> [WHAT IS EXPECTED]: Read the lines of the data below and retrieve those with "grass".

> [INPUT RECORDS]:
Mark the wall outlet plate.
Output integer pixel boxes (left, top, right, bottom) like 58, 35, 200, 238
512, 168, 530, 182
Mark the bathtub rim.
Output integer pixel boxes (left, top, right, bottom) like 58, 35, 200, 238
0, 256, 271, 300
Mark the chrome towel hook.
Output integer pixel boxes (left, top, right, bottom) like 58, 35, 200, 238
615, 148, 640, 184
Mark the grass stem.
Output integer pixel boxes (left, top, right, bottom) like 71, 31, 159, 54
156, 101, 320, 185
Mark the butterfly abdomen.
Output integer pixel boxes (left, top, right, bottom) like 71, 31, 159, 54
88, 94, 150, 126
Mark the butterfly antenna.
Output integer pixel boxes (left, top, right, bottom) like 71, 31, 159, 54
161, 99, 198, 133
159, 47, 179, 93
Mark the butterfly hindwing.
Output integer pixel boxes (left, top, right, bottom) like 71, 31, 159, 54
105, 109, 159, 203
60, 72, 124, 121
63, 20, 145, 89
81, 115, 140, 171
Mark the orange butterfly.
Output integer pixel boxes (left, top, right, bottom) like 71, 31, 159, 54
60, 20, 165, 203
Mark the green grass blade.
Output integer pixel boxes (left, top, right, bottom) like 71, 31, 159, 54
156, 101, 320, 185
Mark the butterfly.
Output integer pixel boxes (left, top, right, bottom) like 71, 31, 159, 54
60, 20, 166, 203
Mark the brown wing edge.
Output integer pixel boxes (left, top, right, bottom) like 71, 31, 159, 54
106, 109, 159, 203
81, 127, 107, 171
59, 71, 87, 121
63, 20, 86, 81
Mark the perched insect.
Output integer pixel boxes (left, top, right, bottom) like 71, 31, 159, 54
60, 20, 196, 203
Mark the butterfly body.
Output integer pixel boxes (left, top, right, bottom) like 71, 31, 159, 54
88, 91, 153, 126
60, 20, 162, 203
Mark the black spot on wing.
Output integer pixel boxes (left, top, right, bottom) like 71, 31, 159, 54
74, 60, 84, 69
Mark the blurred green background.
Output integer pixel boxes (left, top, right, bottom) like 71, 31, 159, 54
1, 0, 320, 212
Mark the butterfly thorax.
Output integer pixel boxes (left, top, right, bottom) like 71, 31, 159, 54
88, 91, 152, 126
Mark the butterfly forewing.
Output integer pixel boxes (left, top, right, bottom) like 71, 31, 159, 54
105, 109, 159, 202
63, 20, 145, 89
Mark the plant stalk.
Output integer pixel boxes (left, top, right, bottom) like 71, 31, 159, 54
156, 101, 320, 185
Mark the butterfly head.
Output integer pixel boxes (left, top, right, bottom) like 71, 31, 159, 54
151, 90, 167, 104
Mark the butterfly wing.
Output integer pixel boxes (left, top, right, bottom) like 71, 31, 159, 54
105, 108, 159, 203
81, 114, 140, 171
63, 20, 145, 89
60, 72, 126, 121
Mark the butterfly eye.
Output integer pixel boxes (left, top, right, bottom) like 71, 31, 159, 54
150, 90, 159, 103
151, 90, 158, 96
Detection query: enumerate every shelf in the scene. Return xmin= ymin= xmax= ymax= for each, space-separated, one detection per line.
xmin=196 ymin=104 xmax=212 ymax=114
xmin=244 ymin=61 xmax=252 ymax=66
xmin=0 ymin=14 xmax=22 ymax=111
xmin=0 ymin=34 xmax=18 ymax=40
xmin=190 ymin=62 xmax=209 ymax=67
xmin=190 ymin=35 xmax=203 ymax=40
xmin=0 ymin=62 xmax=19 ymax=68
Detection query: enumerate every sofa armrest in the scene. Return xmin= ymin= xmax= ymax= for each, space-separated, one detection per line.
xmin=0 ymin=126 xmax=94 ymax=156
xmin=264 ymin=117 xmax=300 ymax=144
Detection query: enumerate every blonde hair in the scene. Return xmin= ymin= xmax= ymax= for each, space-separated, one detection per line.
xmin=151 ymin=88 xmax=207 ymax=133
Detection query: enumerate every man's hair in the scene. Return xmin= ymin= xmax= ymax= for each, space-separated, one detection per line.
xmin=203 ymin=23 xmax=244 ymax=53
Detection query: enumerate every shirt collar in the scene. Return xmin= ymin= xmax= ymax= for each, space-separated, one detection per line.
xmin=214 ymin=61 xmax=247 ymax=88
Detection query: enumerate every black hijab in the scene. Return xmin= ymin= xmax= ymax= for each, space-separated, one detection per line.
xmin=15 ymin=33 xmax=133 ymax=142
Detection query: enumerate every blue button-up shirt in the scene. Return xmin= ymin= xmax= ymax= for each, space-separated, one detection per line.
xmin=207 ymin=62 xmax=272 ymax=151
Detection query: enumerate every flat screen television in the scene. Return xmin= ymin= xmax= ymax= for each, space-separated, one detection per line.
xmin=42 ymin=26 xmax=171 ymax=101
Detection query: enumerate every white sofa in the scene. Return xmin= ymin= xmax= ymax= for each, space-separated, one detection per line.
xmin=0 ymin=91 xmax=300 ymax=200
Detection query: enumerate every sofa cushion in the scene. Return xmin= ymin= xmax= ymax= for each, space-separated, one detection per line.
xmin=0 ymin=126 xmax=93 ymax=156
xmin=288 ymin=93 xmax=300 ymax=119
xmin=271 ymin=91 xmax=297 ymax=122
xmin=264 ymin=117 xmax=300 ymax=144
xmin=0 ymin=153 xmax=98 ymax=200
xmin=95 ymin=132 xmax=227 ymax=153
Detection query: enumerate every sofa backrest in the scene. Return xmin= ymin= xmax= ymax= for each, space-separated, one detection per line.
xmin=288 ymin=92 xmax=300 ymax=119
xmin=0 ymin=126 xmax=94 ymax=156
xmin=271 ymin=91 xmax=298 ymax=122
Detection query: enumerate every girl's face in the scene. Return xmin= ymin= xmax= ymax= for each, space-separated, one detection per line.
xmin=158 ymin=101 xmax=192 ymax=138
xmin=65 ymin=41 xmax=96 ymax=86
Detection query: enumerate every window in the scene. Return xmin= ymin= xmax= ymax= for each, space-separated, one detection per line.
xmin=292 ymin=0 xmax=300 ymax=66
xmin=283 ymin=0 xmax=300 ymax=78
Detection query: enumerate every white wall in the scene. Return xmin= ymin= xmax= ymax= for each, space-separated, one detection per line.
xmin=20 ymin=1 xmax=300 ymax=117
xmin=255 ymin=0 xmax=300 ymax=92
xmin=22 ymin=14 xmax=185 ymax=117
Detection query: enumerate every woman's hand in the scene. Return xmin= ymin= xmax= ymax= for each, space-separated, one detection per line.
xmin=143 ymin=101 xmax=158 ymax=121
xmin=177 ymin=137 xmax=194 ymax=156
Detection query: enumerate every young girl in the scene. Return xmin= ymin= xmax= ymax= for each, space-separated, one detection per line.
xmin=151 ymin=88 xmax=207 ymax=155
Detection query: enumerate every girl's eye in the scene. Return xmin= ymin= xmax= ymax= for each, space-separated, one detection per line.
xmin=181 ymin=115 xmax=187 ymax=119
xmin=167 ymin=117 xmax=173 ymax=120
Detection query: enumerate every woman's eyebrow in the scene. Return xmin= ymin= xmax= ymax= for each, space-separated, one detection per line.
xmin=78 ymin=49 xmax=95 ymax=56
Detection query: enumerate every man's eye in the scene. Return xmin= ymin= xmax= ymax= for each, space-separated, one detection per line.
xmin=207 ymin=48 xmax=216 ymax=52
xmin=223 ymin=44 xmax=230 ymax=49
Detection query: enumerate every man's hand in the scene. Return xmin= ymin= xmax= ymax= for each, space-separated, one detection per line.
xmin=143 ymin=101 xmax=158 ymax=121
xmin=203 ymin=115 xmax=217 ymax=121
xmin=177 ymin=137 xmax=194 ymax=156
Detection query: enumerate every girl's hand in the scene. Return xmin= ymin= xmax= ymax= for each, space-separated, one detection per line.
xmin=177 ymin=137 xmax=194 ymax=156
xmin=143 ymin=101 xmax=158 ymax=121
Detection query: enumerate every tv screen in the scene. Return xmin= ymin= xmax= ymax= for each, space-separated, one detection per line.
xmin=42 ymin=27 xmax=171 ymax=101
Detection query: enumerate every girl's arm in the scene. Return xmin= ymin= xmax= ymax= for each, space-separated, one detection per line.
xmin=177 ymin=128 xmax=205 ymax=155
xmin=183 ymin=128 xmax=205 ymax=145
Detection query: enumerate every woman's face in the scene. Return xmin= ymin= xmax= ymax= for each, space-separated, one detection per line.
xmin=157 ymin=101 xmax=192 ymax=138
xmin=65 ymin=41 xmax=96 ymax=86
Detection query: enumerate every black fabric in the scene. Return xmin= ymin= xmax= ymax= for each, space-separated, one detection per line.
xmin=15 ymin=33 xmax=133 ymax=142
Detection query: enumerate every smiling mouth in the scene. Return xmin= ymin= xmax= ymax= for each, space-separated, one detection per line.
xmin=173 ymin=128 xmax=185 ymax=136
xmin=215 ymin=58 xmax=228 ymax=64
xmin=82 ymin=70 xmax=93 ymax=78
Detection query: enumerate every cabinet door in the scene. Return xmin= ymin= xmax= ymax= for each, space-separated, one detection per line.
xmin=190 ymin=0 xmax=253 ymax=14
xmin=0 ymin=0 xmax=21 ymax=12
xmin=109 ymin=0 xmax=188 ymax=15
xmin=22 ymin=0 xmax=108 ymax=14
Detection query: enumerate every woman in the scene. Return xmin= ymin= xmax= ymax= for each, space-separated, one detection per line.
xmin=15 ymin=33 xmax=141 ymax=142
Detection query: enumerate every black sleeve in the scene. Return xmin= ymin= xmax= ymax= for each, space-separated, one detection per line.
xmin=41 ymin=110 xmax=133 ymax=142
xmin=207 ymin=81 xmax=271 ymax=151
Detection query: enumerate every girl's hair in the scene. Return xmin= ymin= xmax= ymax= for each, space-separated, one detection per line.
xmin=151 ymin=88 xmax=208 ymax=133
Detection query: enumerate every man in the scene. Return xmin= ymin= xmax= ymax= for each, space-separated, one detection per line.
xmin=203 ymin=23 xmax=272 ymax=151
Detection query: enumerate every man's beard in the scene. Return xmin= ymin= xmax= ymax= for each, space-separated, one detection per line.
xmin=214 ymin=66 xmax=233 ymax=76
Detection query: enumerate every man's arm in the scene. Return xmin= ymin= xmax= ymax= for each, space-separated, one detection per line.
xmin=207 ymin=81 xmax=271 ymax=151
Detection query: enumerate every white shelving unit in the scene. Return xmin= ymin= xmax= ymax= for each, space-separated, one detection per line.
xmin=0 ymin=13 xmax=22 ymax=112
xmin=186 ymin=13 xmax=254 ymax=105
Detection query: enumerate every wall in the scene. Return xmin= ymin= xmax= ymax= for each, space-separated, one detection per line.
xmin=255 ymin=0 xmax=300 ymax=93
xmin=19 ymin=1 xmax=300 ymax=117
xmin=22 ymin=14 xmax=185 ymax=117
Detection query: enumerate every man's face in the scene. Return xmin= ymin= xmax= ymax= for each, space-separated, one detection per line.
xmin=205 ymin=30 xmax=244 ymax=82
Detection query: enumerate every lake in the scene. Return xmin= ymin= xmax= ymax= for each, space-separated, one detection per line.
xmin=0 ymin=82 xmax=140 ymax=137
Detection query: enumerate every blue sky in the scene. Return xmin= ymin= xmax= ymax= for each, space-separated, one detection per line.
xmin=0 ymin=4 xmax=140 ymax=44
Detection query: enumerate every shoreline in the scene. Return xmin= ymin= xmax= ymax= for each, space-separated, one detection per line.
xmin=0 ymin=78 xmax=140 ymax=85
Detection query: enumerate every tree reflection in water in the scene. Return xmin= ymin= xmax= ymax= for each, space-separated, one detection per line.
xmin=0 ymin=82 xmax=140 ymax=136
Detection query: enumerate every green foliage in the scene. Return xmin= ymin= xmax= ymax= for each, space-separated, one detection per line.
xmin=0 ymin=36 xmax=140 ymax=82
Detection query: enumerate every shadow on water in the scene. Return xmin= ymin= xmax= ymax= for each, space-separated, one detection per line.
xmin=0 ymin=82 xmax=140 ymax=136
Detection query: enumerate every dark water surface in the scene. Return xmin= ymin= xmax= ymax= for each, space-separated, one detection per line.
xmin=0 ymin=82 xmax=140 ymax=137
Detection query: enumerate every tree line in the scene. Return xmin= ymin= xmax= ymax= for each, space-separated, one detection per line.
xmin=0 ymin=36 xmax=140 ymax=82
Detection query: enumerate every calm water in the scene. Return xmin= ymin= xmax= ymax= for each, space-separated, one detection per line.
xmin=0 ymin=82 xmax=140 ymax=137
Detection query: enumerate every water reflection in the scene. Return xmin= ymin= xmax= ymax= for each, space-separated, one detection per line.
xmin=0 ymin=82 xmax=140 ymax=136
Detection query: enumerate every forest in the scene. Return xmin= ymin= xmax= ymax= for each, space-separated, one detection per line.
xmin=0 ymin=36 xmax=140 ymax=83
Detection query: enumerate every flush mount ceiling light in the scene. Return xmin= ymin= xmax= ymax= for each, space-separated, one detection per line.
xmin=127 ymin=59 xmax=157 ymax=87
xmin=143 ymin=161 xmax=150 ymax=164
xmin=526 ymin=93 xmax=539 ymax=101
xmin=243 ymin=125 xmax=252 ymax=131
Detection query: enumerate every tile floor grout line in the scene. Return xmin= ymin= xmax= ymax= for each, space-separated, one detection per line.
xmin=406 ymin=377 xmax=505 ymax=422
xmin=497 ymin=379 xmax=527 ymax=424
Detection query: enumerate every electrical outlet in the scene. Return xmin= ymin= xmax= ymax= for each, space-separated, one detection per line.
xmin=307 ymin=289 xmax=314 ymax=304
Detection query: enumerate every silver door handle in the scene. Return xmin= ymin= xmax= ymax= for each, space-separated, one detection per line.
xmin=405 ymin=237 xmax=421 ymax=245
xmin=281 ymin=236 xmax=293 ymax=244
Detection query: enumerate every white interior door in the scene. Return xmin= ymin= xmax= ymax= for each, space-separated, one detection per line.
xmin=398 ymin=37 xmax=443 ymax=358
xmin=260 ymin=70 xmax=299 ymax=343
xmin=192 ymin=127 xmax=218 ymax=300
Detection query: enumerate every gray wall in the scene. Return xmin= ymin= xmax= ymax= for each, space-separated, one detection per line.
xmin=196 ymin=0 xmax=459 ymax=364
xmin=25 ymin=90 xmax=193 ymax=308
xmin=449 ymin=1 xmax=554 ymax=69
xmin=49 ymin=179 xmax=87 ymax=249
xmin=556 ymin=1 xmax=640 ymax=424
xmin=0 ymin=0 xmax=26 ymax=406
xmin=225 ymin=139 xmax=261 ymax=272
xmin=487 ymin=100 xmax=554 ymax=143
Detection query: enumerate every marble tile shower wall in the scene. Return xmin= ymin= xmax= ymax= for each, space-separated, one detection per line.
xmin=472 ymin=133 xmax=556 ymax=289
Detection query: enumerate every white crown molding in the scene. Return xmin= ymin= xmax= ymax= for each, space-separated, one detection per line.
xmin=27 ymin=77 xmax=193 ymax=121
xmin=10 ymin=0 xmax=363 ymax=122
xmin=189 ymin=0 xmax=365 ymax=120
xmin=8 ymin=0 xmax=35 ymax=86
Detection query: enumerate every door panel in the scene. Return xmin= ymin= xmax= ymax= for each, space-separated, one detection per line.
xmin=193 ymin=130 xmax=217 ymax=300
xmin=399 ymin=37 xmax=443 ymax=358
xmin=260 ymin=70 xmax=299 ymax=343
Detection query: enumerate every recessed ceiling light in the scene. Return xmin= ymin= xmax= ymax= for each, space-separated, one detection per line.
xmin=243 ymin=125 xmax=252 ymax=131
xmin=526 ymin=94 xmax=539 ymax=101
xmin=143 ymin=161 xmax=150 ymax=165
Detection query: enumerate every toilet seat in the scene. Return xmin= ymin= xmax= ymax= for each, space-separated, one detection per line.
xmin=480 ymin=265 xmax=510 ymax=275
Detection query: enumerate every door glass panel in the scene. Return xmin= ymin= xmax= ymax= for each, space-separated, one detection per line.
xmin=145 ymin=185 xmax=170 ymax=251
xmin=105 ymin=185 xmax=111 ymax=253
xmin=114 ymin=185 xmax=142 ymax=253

> [RESULT OF THE EXERCISE]:
Mark the grass stem.
Mark the green grass blade.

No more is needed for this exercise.